Task goal:
Examine the entries below, count the lines holding the string "blouse", and respond with the number only.

● ● ● ● ●

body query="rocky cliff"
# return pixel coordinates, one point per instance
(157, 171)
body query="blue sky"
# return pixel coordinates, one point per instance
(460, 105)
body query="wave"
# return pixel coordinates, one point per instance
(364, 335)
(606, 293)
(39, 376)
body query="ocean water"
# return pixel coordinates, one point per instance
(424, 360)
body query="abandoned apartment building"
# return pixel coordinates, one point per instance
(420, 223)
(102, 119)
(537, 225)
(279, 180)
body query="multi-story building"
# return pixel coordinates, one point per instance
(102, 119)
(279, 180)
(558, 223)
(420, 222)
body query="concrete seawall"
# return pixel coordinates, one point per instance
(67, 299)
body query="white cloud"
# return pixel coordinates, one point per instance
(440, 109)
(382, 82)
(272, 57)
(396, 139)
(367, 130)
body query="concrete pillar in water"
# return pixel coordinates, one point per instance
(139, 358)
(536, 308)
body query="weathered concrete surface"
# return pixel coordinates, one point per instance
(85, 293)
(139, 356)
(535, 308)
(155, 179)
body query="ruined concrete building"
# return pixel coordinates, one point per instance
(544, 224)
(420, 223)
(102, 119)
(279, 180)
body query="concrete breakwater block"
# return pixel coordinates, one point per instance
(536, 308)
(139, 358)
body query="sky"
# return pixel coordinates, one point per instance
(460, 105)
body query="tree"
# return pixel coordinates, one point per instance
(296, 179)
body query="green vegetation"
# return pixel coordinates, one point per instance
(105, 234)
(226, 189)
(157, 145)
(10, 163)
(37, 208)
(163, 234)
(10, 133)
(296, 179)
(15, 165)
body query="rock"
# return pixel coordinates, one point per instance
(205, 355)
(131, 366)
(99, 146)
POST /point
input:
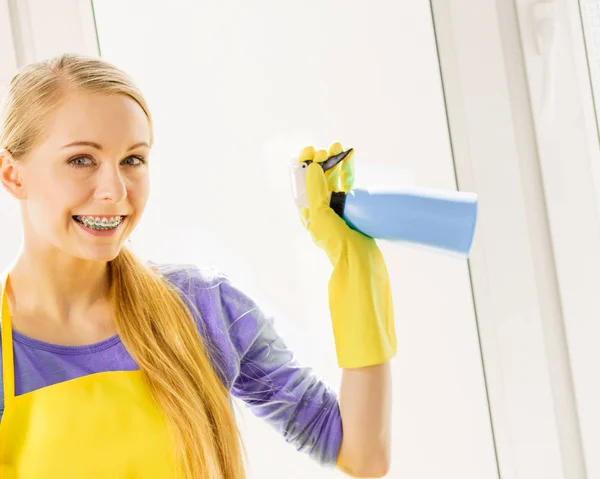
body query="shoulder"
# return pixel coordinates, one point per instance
(216, 305)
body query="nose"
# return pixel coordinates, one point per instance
(111, 185)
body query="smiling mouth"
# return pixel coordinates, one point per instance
(100, 222)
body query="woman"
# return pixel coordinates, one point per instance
(116, 368)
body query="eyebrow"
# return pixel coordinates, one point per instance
(99, 147)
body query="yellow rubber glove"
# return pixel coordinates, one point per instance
(360, 297)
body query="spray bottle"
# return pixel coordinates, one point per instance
(433, 219)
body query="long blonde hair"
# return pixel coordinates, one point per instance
(154, 323)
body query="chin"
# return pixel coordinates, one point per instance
(100, 255)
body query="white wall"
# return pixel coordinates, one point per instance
(235, 90)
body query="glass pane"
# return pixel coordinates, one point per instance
(590, 12)
(236, 89)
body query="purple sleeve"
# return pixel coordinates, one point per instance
(258, 368)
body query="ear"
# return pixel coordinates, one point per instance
(9, 175)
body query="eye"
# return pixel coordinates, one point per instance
(78, 161)
(140, 161)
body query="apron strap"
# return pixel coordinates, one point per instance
(8, 369)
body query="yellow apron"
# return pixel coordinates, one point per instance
(104, 425)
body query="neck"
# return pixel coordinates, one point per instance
(55, 287)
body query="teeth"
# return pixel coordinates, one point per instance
(100, 223)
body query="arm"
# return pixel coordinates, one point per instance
(365, 403)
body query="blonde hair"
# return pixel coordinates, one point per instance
(153, 321)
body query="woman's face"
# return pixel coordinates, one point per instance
(90, 168)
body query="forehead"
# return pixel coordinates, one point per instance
(109, 119)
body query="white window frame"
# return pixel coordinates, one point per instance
(533, 303)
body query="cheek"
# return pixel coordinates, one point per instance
(138, 193)
(51, 199)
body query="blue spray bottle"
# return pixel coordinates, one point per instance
(437, 220)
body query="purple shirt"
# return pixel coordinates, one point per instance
(252, 361)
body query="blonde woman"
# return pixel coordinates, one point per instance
(116, 368)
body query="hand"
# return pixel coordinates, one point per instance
(360, 299)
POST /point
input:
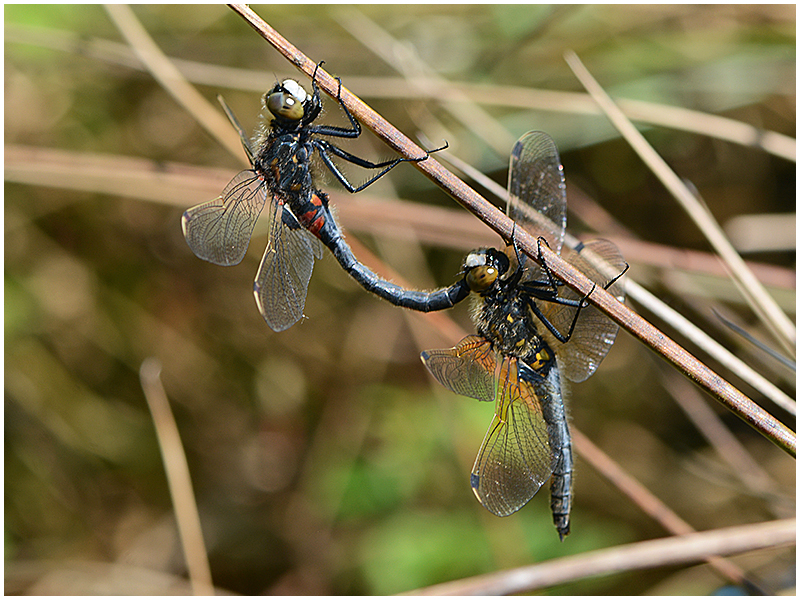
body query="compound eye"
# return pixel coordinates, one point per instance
(482, 278)
(284, 105)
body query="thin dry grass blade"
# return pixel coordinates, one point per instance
(178, 478)
(761, 302)
(681, 549)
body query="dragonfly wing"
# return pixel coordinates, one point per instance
(219, 231)
(537, 192)
(516, 457)
(282, 280)
(467, 369)
(594, 332)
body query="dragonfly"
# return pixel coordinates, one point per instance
(532, 332)
(300, 219)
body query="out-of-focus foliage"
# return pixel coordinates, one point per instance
(324, 459)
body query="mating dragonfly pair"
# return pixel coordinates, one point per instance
(531, 329)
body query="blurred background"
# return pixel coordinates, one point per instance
(324, 459)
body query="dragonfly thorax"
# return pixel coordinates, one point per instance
(503, 316)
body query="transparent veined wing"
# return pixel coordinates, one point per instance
(282, 279)
(467, 369)
(594, 332)
(537, 192)
(516, 457)
(219, 231)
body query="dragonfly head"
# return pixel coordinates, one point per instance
(286, 101)
(483, 267)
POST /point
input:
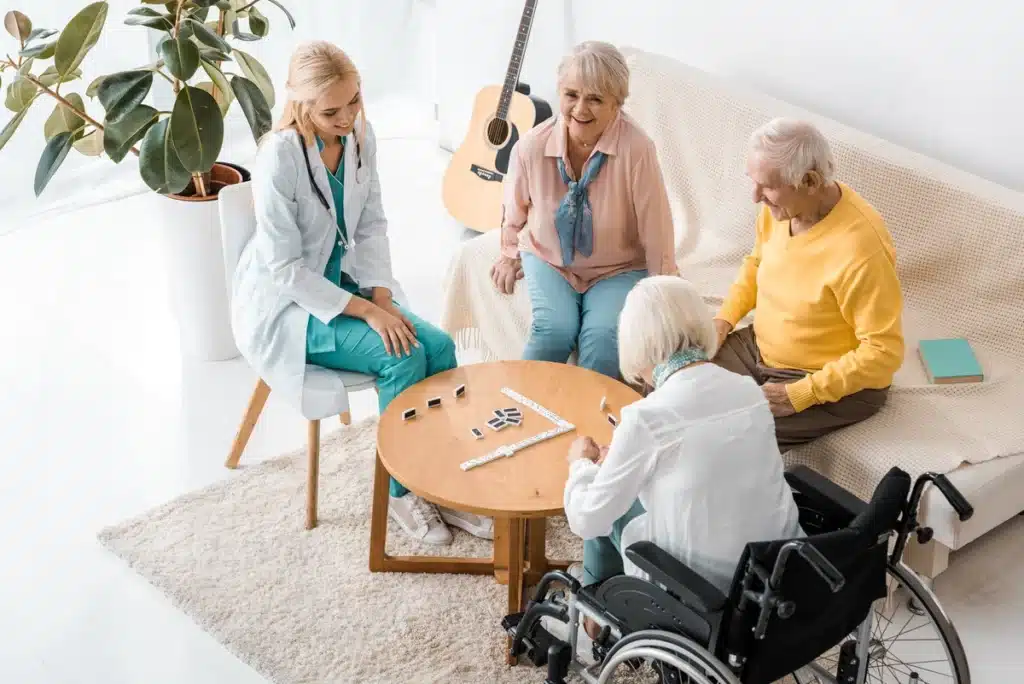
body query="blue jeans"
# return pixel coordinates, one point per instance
(360, 349)
(565, 319)
(602, 556)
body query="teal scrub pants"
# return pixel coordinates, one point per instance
(359, 349)
(602, 556)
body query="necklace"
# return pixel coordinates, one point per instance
(680, 359)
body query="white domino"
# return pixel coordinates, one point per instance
(561, 427)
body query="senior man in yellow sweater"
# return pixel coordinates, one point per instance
(821, 280)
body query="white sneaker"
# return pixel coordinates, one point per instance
(419, 519)
(472, 523)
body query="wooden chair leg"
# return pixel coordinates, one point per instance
(313, 474)
(256, 403)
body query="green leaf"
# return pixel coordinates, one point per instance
(223, 93)
(17, 25)
(158, 163)
(208, 37)
(197, 129)
(50, 78)
(258, 24)
(11, 126)
(150, 17)
(181, 56)
(122, 92)
(120, 136)
(253, 104)
(291, 19)
(255, 73)
(41, 51)
(223, 99)
(79, 37)
(90, 144)
(53, 156)
(39, 34)
(65, 119)
(19, 94)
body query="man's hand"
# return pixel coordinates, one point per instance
(778, 399)
(505, 272)
(584, 447)
(722, 328)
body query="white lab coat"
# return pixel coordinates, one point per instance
(699, 453)
(279, 282)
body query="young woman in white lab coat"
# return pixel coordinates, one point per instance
(314, 285)
(694, 466)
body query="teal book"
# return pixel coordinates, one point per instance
(949, 360)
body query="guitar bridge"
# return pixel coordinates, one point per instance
(486, 174)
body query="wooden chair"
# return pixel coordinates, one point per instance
(326, 391)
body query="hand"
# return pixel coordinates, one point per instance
(584, 447)
(778, 399)
(505, 272)
(396, 334)
(722, 328)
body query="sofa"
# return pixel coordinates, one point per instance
(960, 244)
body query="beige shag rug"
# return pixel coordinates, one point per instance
(302, 606)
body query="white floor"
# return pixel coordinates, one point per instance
(100, 420)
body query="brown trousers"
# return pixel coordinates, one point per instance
(739, 353)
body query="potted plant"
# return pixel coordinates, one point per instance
(177, 151)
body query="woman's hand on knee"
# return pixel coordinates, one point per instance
(505, 272)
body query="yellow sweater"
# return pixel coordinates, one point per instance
(827, 301)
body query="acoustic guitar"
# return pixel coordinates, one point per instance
(472, 185)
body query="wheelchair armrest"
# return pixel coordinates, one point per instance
(691, 589)
(823, 494)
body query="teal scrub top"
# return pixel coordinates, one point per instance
(321, 337)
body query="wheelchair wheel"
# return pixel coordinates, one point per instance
(653, 656)
(907, 634)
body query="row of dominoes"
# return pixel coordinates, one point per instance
(551, 416)
(506, 451)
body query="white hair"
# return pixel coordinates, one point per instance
(662, 315)
(600, 67)
(794, 148)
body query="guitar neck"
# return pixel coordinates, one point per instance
(515, 62)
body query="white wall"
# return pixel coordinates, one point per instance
(942, 78)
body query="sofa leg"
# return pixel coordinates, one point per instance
(928, 560)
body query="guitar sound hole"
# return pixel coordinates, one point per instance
(498, 131)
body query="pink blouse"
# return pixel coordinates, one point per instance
(632, 219)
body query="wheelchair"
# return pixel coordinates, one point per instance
(836, 606)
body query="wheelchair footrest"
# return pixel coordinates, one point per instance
(536, 643)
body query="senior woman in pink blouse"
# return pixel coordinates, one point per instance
(586, 214)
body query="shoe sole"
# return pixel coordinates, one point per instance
(392, 516)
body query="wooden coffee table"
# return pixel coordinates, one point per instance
(520, 492)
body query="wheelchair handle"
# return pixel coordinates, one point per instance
(955, 499)
(814, 558)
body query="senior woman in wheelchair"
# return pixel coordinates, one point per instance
(586, 214)
(692, 467)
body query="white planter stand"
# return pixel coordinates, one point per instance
(196, 276)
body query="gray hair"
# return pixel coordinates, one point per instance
(600, 67)
(662, 314)
(794, 148)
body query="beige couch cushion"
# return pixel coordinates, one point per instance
(960, 246)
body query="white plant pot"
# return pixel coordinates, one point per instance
(196, 276)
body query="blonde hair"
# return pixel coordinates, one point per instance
(600, 67)
(794, 148)
(662, 314)
(313, 69)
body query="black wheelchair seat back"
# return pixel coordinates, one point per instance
(810, 617)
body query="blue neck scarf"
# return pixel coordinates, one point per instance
(677, 360)
(573, 218)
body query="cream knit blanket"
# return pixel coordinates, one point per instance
(960, 245)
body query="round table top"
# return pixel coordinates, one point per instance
(425, 453)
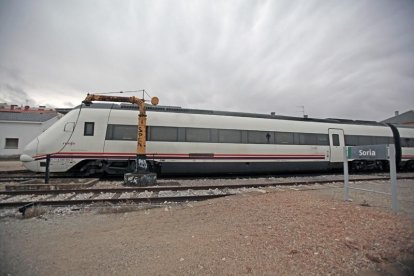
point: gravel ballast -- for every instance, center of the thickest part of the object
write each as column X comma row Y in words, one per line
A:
column 267, row 232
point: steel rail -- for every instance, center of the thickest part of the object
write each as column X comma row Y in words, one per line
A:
column 111, row 200
column 182, row 188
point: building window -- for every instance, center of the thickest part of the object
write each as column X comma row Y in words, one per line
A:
column 12, row 143
column 89, row 128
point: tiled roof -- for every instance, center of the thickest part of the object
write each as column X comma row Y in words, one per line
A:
column 405, row 117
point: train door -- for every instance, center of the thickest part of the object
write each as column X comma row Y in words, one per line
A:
column 336, row 144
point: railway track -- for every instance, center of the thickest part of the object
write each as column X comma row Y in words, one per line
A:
column 154, row 194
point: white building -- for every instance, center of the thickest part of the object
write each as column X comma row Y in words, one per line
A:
column 19, row 126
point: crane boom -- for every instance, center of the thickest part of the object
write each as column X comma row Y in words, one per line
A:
column 142, row 118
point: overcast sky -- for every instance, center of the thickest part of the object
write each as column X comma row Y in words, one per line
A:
column 343, row 59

● ● ● ● ●

Task result:
2